=== Provided material ===
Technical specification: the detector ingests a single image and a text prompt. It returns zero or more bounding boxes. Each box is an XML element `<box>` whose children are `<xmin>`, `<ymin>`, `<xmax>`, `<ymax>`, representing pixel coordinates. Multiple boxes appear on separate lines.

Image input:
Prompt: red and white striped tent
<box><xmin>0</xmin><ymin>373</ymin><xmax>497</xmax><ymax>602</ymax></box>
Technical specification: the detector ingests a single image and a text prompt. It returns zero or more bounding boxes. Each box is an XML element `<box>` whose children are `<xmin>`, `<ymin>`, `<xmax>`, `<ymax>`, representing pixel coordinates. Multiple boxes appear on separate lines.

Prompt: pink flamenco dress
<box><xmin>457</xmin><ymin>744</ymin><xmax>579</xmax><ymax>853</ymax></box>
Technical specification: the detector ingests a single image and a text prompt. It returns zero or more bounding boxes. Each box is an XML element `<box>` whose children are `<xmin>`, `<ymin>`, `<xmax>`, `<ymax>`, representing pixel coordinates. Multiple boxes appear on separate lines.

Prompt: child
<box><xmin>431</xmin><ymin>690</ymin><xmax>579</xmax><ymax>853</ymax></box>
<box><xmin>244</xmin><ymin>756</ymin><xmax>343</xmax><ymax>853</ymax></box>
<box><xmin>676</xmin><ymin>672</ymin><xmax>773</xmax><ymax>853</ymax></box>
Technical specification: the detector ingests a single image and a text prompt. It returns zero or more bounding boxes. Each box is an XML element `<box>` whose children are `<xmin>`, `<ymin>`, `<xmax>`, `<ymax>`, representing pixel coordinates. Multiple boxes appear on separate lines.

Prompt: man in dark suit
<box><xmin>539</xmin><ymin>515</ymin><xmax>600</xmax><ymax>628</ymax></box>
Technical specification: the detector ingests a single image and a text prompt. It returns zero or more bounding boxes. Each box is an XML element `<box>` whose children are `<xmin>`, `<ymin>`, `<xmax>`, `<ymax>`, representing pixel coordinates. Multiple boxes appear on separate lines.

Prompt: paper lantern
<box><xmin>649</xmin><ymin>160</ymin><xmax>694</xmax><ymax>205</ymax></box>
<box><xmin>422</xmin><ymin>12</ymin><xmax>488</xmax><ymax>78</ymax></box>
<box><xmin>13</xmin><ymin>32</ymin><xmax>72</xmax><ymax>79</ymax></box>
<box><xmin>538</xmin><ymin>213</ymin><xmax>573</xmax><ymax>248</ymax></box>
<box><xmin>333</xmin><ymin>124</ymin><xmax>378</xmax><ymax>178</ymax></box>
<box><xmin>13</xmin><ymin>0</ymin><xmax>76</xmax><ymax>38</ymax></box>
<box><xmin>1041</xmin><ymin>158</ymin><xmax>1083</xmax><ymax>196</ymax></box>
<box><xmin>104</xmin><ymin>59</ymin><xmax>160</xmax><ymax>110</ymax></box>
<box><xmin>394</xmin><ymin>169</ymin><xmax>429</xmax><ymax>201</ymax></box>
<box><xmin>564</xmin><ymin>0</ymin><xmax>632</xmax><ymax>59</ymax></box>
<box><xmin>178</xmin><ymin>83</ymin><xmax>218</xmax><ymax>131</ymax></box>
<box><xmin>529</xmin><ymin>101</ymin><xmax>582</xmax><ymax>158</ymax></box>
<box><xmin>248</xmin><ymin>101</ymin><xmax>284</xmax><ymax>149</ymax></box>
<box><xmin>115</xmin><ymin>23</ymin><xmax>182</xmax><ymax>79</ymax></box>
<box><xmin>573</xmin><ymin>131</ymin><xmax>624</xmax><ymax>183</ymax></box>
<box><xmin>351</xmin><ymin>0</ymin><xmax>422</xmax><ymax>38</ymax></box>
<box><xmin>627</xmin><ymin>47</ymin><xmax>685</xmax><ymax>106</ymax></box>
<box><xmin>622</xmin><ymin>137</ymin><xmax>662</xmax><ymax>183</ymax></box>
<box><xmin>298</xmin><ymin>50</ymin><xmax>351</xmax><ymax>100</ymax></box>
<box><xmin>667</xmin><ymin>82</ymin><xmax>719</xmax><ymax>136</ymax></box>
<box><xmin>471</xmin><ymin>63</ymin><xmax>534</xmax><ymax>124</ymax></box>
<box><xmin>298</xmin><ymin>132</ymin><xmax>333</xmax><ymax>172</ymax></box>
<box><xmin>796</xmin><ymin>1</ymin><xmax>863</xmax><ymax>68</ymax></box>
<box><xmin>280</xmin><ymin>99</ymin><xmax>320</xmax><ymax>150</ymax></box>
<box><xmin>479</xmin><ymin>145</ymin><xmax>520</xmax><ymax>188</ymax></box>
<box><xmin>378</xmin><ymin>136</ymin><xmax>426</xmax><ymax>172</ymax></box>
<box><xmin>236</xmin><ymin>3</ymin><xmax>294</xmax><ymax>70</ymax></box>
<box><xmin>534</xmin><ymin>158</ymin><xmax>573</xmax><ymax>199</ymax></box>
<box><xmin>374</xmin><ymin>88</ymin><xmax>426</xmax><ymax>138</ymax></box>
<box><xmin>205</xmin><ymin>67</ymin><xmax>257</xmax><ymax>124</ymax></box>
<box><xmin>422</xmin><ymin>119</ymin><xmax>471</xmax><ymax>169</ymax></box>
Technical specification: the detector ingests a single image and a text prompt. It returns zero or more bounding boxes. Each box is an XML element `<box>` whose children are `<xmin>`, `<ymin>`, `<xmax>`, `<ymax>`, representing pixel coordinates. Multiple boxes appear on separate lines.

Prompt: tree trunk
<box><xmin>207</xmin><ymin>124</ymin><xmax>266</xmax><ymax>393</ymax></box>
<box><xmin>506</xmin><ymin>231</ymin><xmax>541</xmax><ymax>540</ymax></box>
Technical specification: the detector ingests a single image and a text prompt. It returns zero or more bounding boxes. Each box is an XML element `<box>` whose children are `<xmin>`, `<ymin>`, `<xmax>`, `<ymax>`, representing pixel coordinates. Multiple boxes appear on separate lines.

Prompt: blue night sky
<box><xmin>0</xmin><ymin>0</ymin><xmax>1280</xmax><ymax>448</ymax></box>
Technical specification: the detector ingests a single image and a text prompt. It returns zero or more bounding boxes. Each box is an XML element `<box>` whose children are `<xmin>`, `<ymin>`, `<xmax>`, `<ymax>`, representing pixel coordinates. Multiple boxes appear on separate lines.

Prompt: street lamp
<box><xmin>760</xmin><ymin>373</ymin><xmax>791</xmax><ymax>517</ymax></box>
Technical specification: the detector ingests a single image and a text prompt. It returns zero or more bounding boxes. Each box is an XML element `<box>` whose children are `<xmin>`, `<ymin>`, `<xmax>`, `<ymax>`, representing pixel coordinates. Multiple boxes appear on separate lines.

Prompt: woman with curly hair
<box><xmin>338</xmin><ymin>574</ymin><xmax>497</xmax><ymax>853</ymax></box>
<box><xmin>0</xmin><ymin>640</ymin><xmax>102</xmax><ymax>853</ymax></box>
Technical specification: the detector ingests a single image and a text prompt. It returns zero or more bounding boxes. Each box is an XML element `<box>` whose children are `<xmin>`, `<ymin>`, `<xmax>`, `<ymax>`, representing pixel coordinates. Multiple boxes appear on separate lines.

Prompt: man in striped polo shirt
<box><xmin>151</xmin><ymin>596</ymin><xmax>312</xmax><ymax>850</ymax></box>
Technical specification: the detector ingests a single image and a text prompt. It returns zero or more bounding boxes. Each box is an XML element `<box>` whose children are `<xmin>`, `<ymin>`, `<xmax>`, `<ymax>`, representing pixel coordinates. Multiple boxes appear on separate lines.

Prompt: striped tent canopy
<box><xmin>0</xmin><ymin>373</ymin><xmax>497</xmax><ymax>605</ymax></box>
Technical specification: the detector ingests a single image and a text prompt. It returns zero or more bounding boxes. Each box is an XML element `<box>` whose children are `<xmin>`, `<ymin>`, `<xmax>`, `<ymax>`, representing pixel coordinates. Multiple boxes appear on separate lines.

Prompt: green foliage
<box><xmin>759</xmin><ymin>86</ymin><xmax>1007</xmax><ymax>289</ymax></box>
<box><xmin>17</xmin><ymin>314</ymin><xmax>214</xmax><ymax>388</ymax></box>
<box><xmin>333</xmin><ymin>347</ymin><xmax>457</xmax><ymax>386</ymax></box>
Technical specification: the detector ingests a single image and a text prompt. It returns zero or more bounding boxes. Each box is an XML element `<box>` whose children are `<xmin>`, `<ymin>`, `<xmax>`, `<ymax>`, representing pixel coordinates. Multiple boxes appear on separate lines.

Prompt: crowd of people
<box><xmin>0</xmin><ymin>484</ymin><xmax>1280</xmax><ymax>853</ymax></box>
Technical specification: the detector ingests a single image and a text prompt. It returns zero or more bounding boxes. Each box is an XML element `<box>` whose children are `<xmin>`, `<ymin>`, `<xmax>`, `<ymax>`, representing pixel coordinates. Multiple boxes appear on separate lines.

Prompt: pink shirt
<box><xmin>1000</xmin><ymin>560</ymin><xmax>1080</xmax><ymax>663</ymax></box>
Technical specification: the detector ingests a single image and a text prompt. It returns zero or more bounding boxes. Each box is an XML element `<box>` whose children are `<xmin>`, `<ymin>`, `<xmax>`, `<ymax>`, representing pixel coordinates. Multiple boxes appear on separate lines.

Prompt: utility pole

=== Directive ===
Convert everything from the start of the items down to and including the line containing "Prompt: red and white striped tent" into a Markdown table with the columns Row and Line text. Leave out blank lines, and give each remaining line its own numbered row.

=== Exercise answer ===
| Row | Line text |
|---|---|
| 1 | Technical specification: the detector ingests a single image and a text prompt. It returns zero or more bounding boxes. Each box is an XML element `<box>` whose children are `<xmin>`, `<ymin>`, `<xmax>`, `<ymax>`, representing pixel coordinates. Multiple boxes appear on separate lines. |
| 2 | Image input: |
| 3 | Prompt: red and white striped tent |